(Saved data entries)
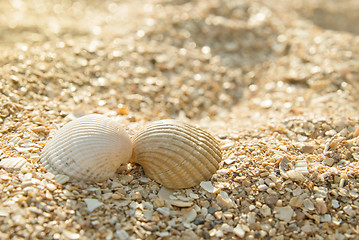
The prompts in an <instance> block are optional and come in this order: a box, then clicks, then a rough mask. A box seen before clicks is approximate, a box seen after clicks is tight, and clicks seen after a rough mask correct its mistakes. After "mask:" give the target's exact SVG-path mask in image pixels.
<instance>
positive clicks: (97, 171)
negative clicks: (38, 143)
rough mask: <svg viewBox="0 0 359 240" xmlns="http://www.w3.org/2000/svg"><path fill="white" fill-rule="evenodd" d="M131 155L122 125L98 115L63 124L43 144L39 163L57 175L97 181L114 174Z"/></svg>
mask: <svg viewBox="0 0 359 240" xmlns="http://www.w3.org/2000/svg"><path fill="white" fill-rule="evenodd" d="M131 154H132V143H131V139H130V137H129V135H128V134H127V133H126V131H125V130H124V129H123V128H122V127H121V125H120V124H119V123H118V122H116V121H114V120H112V119H110V118H108V117H106V116H103V115H99V114H91V115H87V116H84V117H81V118H78V119H75V120H73V121H71V122H69V123H67V124H65V125H64V126H63V127H62V128H61V129H60V130H59V131H57V132H56V133H55V135H54V137H53V138H52V139H51V140H50V141H49V142H48V143H47V144H46V146H45V147H44V149H43V151H42V153H41V163H42V164H43V166H44V167H45V168H46V169H47V171H49V172H51V173H53V174H55V175H57V174H65V175H68V176H69V177H72V178H75V179H79V180H85V181H93V182H100V181H104V180H106V179H108V178H110V177H112V176H113V175H114V173H115V172H116V170H117V168H118V167H119V166H120V165H121V164H125V163H128V162H129V160H130V157H131Z"/></svg>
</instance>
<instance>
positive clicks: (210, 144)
mask: <svg viewBox="0 0 359 240" xmlns="http://www.w3.org/2000/svg"><path fill="white" fill-rule="evenodd" d="M221 158H222V155H221V149H220V147H219V145H218V143H217V141H216V140H215V139H214V138H213V137H212V136H211V135H210V134H209V133H207V132H205V131H203V130H202V129H199V128H196V127H193V126H191V125H188V124H185V123H182V122H179V121H176V120H171V119H167V120H161V121H157V122H154V123H152V124H150V125H148V126H147V127H145V128H144V129H143V130H141V131H140V132H139V133H138V134H137V135H136V136H135V137H134V139H133V161H134V162H135V163H138V164H140V165H141V166H142V167H143V169H144V171H145V173H146V175H147V176H148V177H149V178H151V179H153V180H155V181H157V182H159V183H161V184H162V185H163V186H165V187H166V188H169V189H179V188H189V187H192V186H195V185H198V184H200V182H202V181H204V180H208V179H209V178H211V176H212V174H213V173H215V172H216V171H217V169H218V165H219V162H220V161H221Z"/></svg>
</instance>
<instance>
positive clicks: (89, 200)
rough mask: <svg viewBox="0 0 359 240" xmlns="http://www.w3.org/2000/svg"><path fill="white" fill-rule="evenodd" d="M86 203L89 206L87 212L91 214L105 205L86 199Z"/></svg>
mask: <svg viewBox="0 0 359 240" xmlns="http://www.w3.org/2000/svg"><path fill="white" fill-rule="evenodd" d="M84 201H85V203H86V205H87V210H88V211H89V212H92V211H93V210H95V209H96V208H98V207H101V206H102V205H103V203H102V202H100V201H98V200H97V199H92V198H86V199H84Z"/></svg>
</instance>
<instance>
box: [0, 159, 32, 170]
mask: <svg viewBox="0 0 359 240" xmlns="http://www.w3.org/2000/svg"><path fill="white" fill-rule="evenodd" d="M27 164H28V163H27V161H26V159H25V158H23V157H10V158H5V159H2V160H1V161H0V168H4V169H5V170H6V171H7V172H14V171H20V170H21V169H22V168H24V167H26V165H27Z"/></svg>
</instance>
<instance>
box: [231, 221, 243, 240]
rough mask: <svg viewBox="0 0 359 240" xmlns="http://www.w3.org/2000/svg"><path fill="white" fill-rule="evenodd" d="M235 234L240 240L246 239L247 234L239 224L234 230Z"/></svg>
mask: <svg viewBox="0 0 359 240" xmlns="http://www.w3.org/2000/svg"><path fill="white" fill-rule="evenodd" d="M233 233H234V234H236V235H237V236H238V237H240V238H244V235H245V234H246V232H245V231H244V230H243V228H242V226H241V225H240V224H238V225H237V226H236V227H235V228H234V229H233Z"/></svg>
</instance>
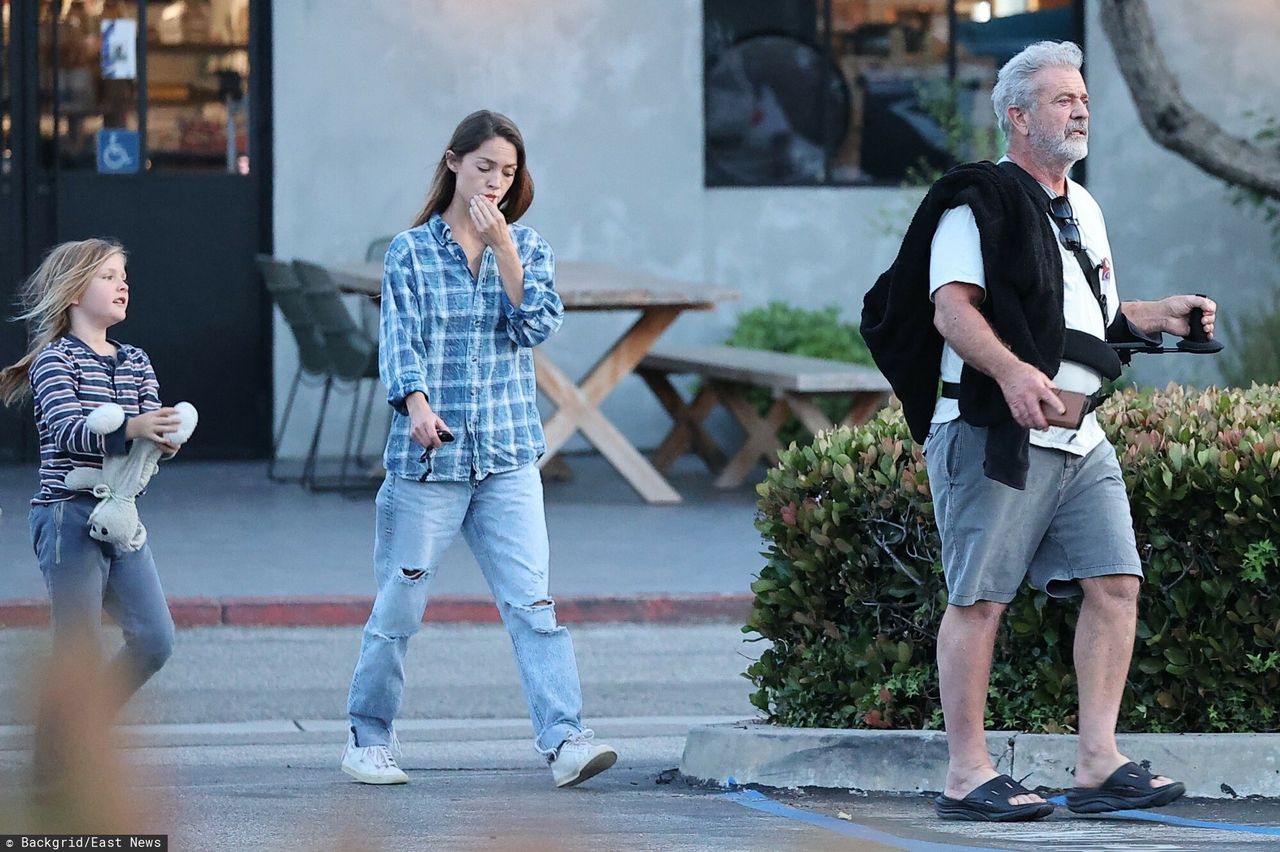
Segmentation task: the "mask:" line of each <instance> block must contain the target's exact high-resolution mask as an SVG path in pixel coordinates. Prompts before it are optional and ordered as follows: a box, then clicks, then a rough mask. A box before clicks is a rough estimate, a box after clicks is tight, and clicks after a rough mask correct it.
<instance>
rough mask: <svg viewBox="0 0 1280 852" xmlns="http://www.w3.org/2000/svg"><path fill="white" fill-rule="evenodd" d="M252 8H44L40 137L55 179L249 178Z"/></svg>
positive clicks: (51, 6) (119, 7) (140, 4)
mask: <svg viewBox="0 0 1280 852" xmlns="http://www.w3.org/2000/svg"><path fill="white" fill-rule="evenodd" d="M248 19H250V0H177V1H168V0H145V1H143V3H132V1H127V0H42V1H41V5H40V35H38V40H40V58H41V61H40V68H41V81H40V90H41V137H42V142H44V145H42V147H44V148H45V151H46V155H51V154H52V152H56V160H58V164H59V166H60V168H64V169H95V168H96V169H97V170H100V171H124V173H128V171H140V170H146V169H170V168H182V169H207V170H220V171H233V173H239V174H246V173H247V171H248V161H250V160H248V155H250V151H248V141H247V139H248V99H247V95H246V92H247V90H248V72H250V69H248V26H250V24H248Z"/></svg>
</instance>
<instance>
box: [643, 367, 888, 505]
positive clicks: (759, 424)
mask: <svg viewBox="0 0 1280 852" xmlns="http://www.w3.org/2000/svg"><path fill="white" fill-rule="evenodd" d="M636 372H639V374H640V376H641V377H643V379H644V380H645V384H648V385H649V389H650V390H653V393H654V395H657V397H658V400H659V402H660V403H662V406H663V408H666V409H667V412H668V413H669V414H671V417H672V420H673V421H675V423H676V425H675V426H673V427H672V430H671V432H668V435H667V436H666V438H664V439H663V441H662V444H660V445H659V446H658V449H657V450H655V452H654V457H653V463H654V467H657V468H658V469H659V471H666V469H667V468H668V467H671V464H672V463H673V462H675V461H676V459H677V458H680V457H681V455H682V454H685V453H687V452H690V450H692V452H694V453H696V454H698V455H699V457H700V458H701V459H703V461H704V462H707V466H708V467H709V468H710V469H712V471H716V469H717V468H719V467H721V466H722V464H723V469H721V473H719V476H718V477H717V478H716V485H717V486H719V487H726V489H728V487H737V486H739V485H741V484H742V482H744V481H745V480H746V477H748V475H749V473H750V472H751V468H754V467H755V463H756V462H758V461H760V459H762V458H763V459H764V461H765V462H767V463H769V464H772V463H773V462H774V459H776V454H777V452H778V449H781V441H780V440H778V429H781V427H782V425H783V423H786V421H787V418H788V417H790V416H791V414H795V416H796V417H797V418H799V420H800V422H801V423H803V425H804V427H805V429H808V430H809V431H810V432H813V434H818V432H820V431H824V430H828V429H832V426H835V423H832V421H831V420H829V418H828V417H827V416H826V414H824V413H823V412H822V409H820V408H819V407H818V406H817V404H814V403H815V400H817V399H819V398H822V397H832V395H847V397H850V398H851V403H850V407H849V411H847V413H846V414H845V416H844V417H842V418H841V421H840V422H841V423H842V425H849V426H854V425H858V423H861V422H864V421H865V420H867V418H868V417H870V416H872V414H873V413H874V412H876V409H877V408H879V407H881V406H882V404H883V403H884V400H886V399H888V394H890V385H888V381H887V380H886V379H884V376H882V375H881V374H879V371H877V370H874V368H873V367H863V366H859V365H852V363H844V362H840V361H826V359H823V358H808V357H804V356H795V354H786V353H782V352H764V351H759V349H739V348H736V347H714V345H708V347H659V348H654V349H653V351H652V352H650V353H649V354H648V356H645V358H644V359H643V361H641V362H640V366H639V367H637V368H636ZM684 374H695V375H699V376H701V379H703V383H701V386H700V388H699V390H698V394H696V395H695V397H694V399H692V402H687V403H686V402H685V398H684V397H681V394H680V391H677V390H676V388H675V386H673V385H672V384H671V380H669V377H668V376H671V375H684ZM745 385H758V386H763V388H768V389H769V390H771V393H772V394H773V406H771V407H769V411H768V413H765V414H764V416H763V417H762V416H760V414H759V412H758V411H756V409H755V406H753V404H751V403H750V402H749V400H748V399H746V397H745V395H744V390H745V389H746V388H745ZM717 404H721V406H724V408H727V409H728V412H730V413H731V414H732V416H733V418H735V420H737V422H739V423H741V426H742V429H745V430H746V443H745V444H744V445H742V448H741V449H740V450H739V452H737V454H735V455H733V458H731V459H728V462H727V463H726V462H724V454H723V452H722V450H721V448H719V446H718V445H717V444H716V441H714V439H712V436H710V435H709V434H708V432H707V431H705V430H704V429H703V421H705V420H707V416H708V414H710V412H712V411H714V409H716V406H717Z"/></svg>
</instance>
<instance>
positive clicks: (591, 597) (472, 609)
mask: <svg viewBox="0 0 1280 852" xmlns="http://www.w3.org/2000/svg"><path fill="white" fill-rule="evenodd" d="M751 600H753V596H751V595H692V596H685V597H675V596H667V595H636V596H630V597H623V596H611V597H594V596H586V597H561V599H557V600H556V615H557V619H558V620H559V622H562V623H564V624H588V623H596V624H599V623H617V622H621V623H645V624H692V623H707V622H736V623H744V622H745V620H746V617H748V613H749V611H750V609H751ZM372 605H374V599H372V597H370V596H364V595H348V596H333V597H325V596H298V597H283V596H282V597H223V599H216V597H170V599H169V611H170V613H173V620H174V624H177V626H178V627H214V626H220V624H228V626H236V627H349V626H360V624H364V623H365V622H366V620H367V619H369V613H370V610H371V609H372ZM422 620H424V623H434V624H494V623H498V622H500V620H502V619H500V617H499V614H498V608H497V606H495V605H494V603H493V600H492V599H489V597H433V599H431V601H430V604H429V606H428V608H426V615H425V617H424V618H422ZM46 624H49V604H47V603H46V601H44V600H10V601H0V627H44V626H46Z"/></svg>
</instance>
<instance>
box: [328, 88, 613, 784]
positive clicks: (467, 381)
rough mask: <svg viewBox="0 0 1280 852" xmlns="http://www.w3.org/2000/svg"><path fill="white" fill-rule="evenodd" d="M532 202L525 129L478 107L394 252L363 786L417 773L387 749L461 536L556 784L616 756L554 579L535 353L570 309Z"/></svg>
mask: <svg viewBox="0 0 1280 852" xmlns="http://www.w3.org/2000/svg"><path fill="white" fill-rule="evenodd" d="M532 197H534V184H532V179H531V178H530V177H529V171H527V169H526V166H525V142H524V138H522V137H521V134H520V130H518V129H516V125H515V124H513V123H512V122H511V119H508V118H507V116H504V115H498V114H497V113H489V111H485V110H481V111H479V113H472V114H471V115H468V116H467V118H465V119H463V120H462V123H461V124H460V125H458V127H457V129H456V130H454V132H453V137H452V139H451V141H449V146H448V148H447V150H445V151H444V155H443V156H442V157H440V161H439V165H438V166H436V171H435V179H434V182H433V184H431V191H430V196H429V198H428V202H426V206H425V209H424V210H422V212H421V214H420V215H419V217H417V221H415V223H413V228H411V229H410V230H407V232H404V233H402V234H399V235H398V237H396V239H394V241H392V244H390V248H389V249H388V252H387V261H385V274H384V278H383V307H381V313H383V316H381V343H380V356H379V357H380V359H381V377H383V383H384V384H385V385H387V388H388V400H389V402H390V404H392V406H393V407H394V409H396V414H394V416H393V420H392V427H390V436H389V439H388V441H387V453H385V457H384V463H385V466H387V480H385V481H384V482H383V486H381V489H380V490H379V493H378V514H376V518H378V521H376V523H378V526H376V530H375V539H374V554H375V555H374V572H375V576H376V580H378V597H376V600H375V603H374V611H372V614H371V615H370V617H369V623H367V624H366V626H365V633H364V641H362V643H361V649H360V660H358V661H357V663H356V672H355V674H353V675H352V679H351V693H349V696H348V700H347V711H348V714H349V716H351V730H349V733H348V736H347V748H346V751H344V752H343V756H342V769H343V771H346V773H347V774H348V775H351V777H353V778H356V779H357V780H360V782H364V783H366V784H403V783H404V782H407V780H408V777H407V775H406V774H404V773H403V771H402V770H401V769H399V766H397V765H396V759H394V753H393V752H394V751H396V750H397V741H396V733H394V728H393V722H394V719H396V715H397V713H398V711H399V704H401V695H402V692H403V690H404V651H406V649H407V645H408V638H410V637H411V636H412V635H413V633H416V632H417V629H419V627H420V626H421V623H422V611H424V610H425V608H426V591H428V583H429V582H430V580H431V574H433V573H435V567H436V563H438V562H439V559H440V556H442V555H444V551H445V550H447V549H448V546H449V544H451V542H452V541H453V540H454V537H456V536H457V535H458V532H460V531H461V532H462V535H463V537H466V540H467V544H468V545H470V548H471V553H472V554H474V555H475V558H476V562H479V563H480V569H481V571H483V572H484V576H485V580H486V581H488V583H489V588H490V590H492V591H493V595H494V597H495V599H497V604H498V610H499V611H500V613H502V619H503V622H504V623H506V626H507V632H508V633H509V635H511V643H512V646H513V650H515V652H516V665H517V668H518V669H520V679H521V684H522V686H524V690H525V698H526V700H527V702H529V715H530V719H531V720H532V723H534V747H535V748H536V750H538V751H539V752H540V753H541V755H544V756H545V759H547V760H548V761H549V762H550V768H552V775H553V778H554V782H556V785H557V787H570V785H572V784H577V783H580V782H582V780H585V779H588V778H590V777H591V775H595V774H596V773H600V771H603V770H605V769H608V768H609V766H612V765H613V762H614V761H616V760H617V757H618V756H617V752H616V751H614V750H613V748H611V747H609V746H605V745H602V743H595V742H591V732H590V730H589V729H585V728H584V727H582V722H581V711H582V693H581V687H580V684H579V677H577V661H576V660H575V658H573V643H572V642H571V641H570V636H568V631H566V629H564V628H563V627H562V626H559V624H557V623H556V610H554V606H553V604H552V599H550V596H549V591H548V574H547V572H548V560H549V551H548V541H547V521H545V517H544V513H543V481H541V477H540V476H539V472H538V467H536V462H538V458H539V457H540V455H541V454H543V453H544V452H545V440H544V438H543V426H541V420H540V418H539V413H538V400H536V393H538V391H536V386H535V384H534V353H532V347H535V345H538V344H539V343H541V342H543V340H545V339H547V338H548V336H549V335H550V334H552V333H553V331H556V329H558V327H559V325H561V321H562V319H563V312H564V308H563V306H562V304H561V299H559V297H558V296H557V294H556V289H554V287H553V272H554V264H553V260H552V251H550V247H549V246H548V244H547V242H545V241H544V239H543V238H541V237H539V235H538V234H536V233H535V232H534V230H532V229H530V228H526V226H524V225H516V224H513V223H515V221H516V220H517V219H520V216H521V215H522V214H524V212H525V210H527V209H529V205H530V202H531V201H532ZM438 652H442V654H448V652H449V651H448V649H439V650H438ZM458 664H460V665H466V661H465V660H458Z"/></svg>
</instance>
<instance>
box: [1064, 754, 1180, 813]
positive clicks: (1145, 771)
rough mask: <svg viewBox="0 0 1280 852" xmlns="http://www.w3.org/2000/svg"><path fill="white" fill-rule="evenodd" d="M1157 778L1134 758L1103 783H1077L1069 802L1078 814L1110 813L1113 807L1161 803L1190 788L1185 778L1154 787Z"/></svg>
mask: <svg viewBox="0 0 1280 852" xmlns="http://www.w3.org/2000/svg"><path fill="white" fill-rule="evenodd" d="M1153 778H1156V777H1155V775H1152V774H1151V773H1149V771H1148V770H1146V769H1144V768H1142V766H1139V765H1138V764H1135V762H1133V761H1130V762H1128V764H1125V765H1124V766H1121V768H1120V769H1117V770H1115V771H1114V773H1111V777H1110V778H1107V779H1106V780H1105V782H1102V785H1101V787H1075V788H1073V789H1069V791H1066V806H1068V807H1069V809H1070V810H1071V811H1073V812H1075V814H1110V812H1111V811H1128V810H1142V809H1144V807H1161V806H1162V805H1169V803H1170V802H1172V801H1174V800H1175V798H1178V797H1180V796H1181V794H1183V793H1185V792H1187V787H1184V785H1183V783H1181V782H1171V783H1169V784H1165V785H1164V787H1152V785H1151V780H1152V779H1153Z"/></svg>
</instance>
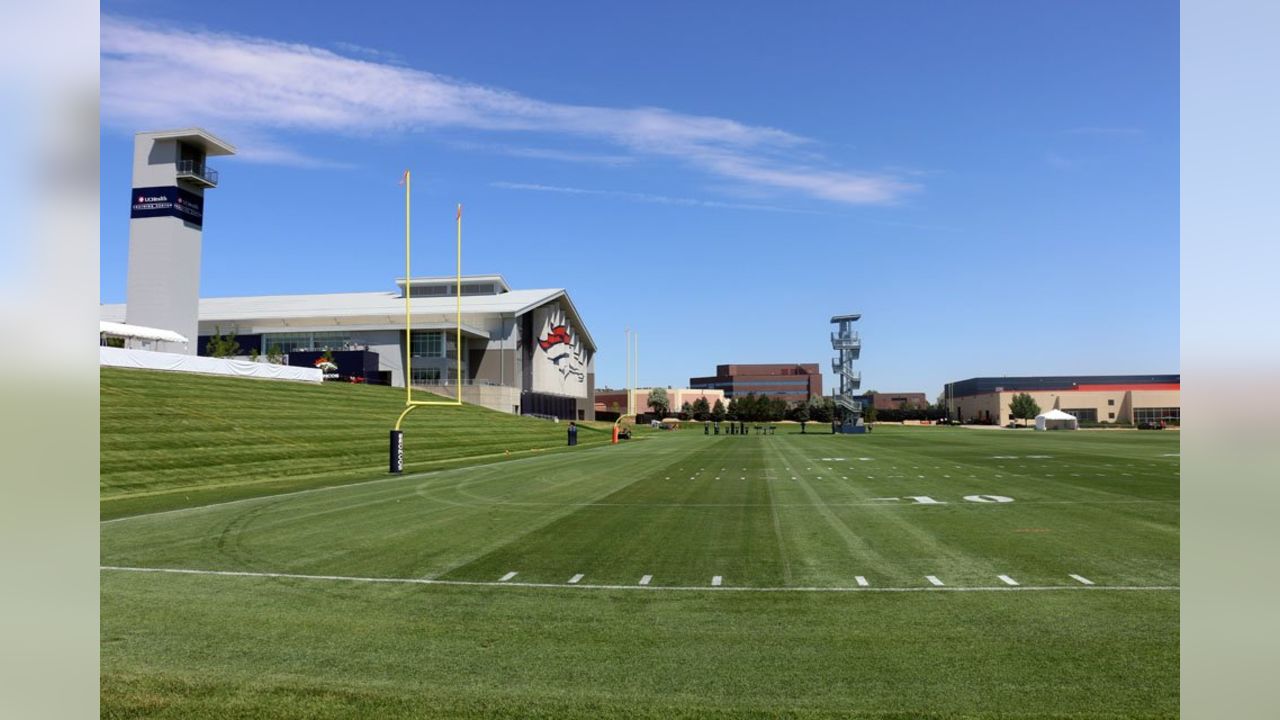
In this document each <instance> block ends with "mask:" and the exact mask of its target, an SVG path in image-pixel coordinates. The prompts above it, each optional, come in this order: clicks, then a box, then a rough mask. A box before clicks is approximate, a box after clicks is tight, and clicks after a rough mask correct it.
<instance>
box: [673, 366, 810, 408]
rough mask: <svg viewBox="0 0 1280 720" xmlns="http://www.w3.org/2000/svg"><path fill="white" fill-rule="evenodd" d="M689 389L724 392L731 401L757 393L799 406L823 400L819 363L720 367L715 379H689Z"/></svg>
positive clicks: (716, 374)
mask: <svg viewBox="0 0 1280 720" xmlns="http://www.w3.org/2000/svg"><path fill="white" fill-rule="evenodd" d="M689 387H691V388H695V389H699V388H707V389H722V391H724V397H730V398H732V397H741V396H745V395H749V393H755V395H764V396H768V397H773V398H778V400H783V401H786V402H788V404H796V402H805V401H808V400H809V398H810V397H820V396H822V372H820V370H819V369H818V364H817V363H788V364H773V365H717V366H716V374H714V375H710V377H705V378H689Z"/></svg>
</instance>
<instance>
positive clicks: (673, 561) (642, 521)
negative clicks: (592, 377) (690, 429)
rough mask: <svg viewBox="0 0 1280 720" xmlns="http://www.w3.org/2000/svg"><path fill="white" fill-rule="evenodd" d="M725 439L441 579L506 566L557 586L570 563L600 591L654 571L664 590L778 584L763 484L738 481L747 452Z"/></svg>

** Exercise **
Retype exactly, and only, the lines above from the one where "8H44L40 137L55 179L249" occurs up to and including the one where "box: [643, 367, 888, 505]" occurs.

** Answer to the exercise **
rough mask: <svg viewBox="0 0 1280 852" xmlns="http://www.w3.org/2000/svg"><path fill="white" fill-rule="evenodd" d="M252 8H44L40 137L55 179L249 178Z"/></svg>
positive clicks: (51, 6) (119, 7) (140, 4)
mask: <svg viewBox="0 0 1280 852" xmlns="http://www.w3.org/2000/svg"><path fill="white" fill-rule="evenodd" d="M248 19H250V0H177V1H168V0H145V1H143V3H132V1H127V0H42V1H41V5H40V35H38V40H40V58H41V61H40V68H41V81H40V90H41V137H42V142H44V145H42V147H44V148H45V151H46V155H51V154H52V152H56V160H58V164H59V166H60V168H64V169H95V168H96V169H97V170H100V171H124V173H128V171H140V170H146V169H170V168H182V169H207V170H220V171H233V173H239V174H246V173H247V171H248V161H250V160H248V155H250V151H248V141H247V139H248V99H247V95H246V92H247V90H248V72H250V69H248V26H250V24H248Z"/></svg>
</instance>
<instance>
box: [643, 367, 888, 505]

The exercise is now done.